PORTLAND — The state of Oregon says federal environmental impact findings for the Jordan Cove liquefied natural gas project are inadequate and sometimes incorrect.
State agencies submitted 250 pages of comments to federal energy regulators late last week on the project’s draft environmental impact statement. The Federal Energy Regulatory Commission has the power to determine whether the controversial project can be built.
The Canadian company Pembina is proposing to build an LNG export terminal and pipeline in Southwest Oregon. Natural gas from the Rockies and Canada would be piped from a new pipeline juncture in the Klamath County town of Malin about 230 miles across public and private property to a terminal at the Port of Coos Bay. There, the gas would be liquefied and loaded onto tanker ships bound for Asia.
Several Oregon state agencies reviewed economic, environmental and social impacts outlined in the project’s DEIS, for which the public comment period closed on July 5. The overall message was that Jordan Cove and federal energy regulators do not tell the full story of how the project will affect local communities.

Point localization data
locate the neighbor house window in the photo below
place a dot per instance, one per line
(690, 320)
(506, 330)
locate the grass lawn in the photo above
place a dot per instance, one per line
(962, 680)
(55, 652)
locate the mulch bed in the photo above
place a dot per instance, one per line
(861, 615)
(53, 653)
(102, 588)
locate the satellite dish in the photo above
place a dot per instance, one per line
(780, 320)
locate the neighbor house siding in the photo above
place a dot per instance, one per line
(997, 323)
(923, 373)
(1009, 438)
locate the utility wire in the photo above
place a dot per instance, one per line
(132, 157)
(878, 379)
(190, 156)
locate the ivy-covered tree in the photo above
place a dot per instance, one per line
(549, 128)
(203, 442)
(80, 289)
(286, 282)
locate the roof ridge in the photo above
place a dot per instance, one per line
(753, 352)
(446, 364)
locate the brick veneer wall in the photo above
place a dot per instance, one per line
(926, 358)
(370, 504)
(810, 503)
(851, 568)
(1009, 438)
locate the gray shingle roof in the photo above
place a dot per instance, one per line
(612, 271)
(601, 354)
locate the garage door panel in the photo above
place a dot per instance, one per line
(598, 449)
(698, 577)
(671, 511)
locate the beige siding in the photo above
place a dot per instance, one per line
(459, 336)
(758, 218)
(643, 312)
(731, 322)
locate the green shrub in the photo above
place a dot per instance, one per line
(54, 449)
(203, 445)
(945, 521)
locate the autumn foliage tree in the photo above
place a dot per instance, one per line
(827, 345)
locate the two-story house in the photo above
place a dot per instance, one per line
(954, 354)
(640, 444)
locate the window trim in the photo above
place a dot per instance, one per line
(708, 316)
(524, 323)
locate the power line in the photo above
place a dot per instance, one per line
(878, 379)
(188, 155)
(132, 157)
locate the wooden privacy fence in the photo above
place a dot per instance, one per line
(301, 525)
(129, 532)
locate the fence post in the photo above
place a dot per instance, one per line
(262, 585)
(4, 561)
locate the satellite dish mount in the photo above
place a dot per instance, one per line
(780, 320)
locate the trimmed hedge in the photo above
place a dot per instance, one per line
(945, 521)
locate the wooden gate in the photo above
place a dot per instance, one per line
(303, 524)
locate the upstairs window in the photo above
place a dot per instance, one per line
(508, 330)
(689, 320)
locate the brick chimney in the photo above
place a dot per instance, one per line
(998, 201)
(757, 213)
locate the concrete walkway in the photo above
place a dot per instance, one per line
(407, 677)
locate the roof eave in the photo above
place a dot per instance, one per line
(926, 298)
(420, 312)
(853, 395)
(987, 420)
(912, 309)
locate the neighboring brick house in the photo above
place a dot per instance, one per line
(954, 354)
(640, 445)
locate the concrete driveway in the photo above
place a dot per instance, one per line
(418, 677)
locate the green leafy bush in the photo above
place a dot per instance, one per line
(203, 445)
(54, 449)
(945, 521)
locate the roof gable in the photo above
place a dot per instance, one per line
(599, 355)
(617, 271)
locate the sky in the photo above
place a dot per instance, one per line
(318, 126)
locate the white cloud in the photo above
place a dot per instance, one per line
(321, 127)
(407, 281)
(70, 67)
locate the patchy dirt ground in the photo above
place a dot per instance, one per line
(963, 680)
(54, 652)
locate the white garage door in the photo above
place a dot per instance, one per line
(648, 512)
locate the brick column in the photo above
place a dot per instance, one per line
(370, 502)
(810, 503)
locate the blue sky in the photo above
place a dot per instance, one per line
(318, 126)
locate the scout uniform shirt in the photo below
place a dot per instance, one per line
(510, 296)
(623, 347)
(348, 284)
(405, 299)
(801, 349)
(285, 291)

### Exercise tasks
• a. Decide whether each statement agrees with the article on the Jordan Cove project, answering yes or no and quoting the words from the article that settle it: (i) The proposed pipeline would run about 230 miles from Malin to a terminal at the Port of Coos Bay. (ii) The public comment period on the draft environmental impact statement closed on July 15. (iii) State agencies sent federal energy regulators 150 pages of comments.
• b. Carry on the article about the Jordan Cove project from the point where it stops.
The records were taken from a separate source unrelated to the text.

### Responses to the tasks
• a.
(i) Yes: "about 230 miles across public and private property to a terminal at the Port of Coos Bay"
(ii) No: "the public comment period closed on July 5"
(iii) No: "State agencies submitted 250 pages of comments"

• b.
Some of the most critical feedback came from Oregon’s Department of Geology and Mineral Industries, which evaluated Jordan Cove’s plans to handle landslides, tsunamis and a Cascadia subduction zone earthquake.
“Geologically, it’s a very active area,” said DOGAMI resiliency engineer Yumei Wang of the four-county region in Southwest Oregon.
She said for natural disasters like a Cascadia earthquake, it’s not if it’s going to happen, it’s when.
“When it happens, has the facility been designed to be safe? You don’t want to have things exploding and failing in a ways that hurt the public,” she said.
This planning for safety and resiliency is referred to as mitigation. Wang said the problems start with the underlying assessment of the risk of these natural disasters because Jordan Cove relied on outdated information and technology in their analysis.
For example, DOGAMI states in comments that Jordan Cove planners relied on earthquake fault data from the U.S. Geological Service along the pipeline route. But by examining recent maps made using lidar (a laser surveying method), “DOGAMI has identified dozens of previously unknown active faults.” Lidar technology can also be used to identify landslide activity.
“They didn’t characterize the hazards adequately,” Wang said. “Because they didn’t do that, they really can’t propose mitigation that is acceptable because they haven’t done that first step.”
Fish and wildlife habitat
Oregon’s fish and wildlife agency also looked critically on FERC’s analysis of the environmental impacts of the project.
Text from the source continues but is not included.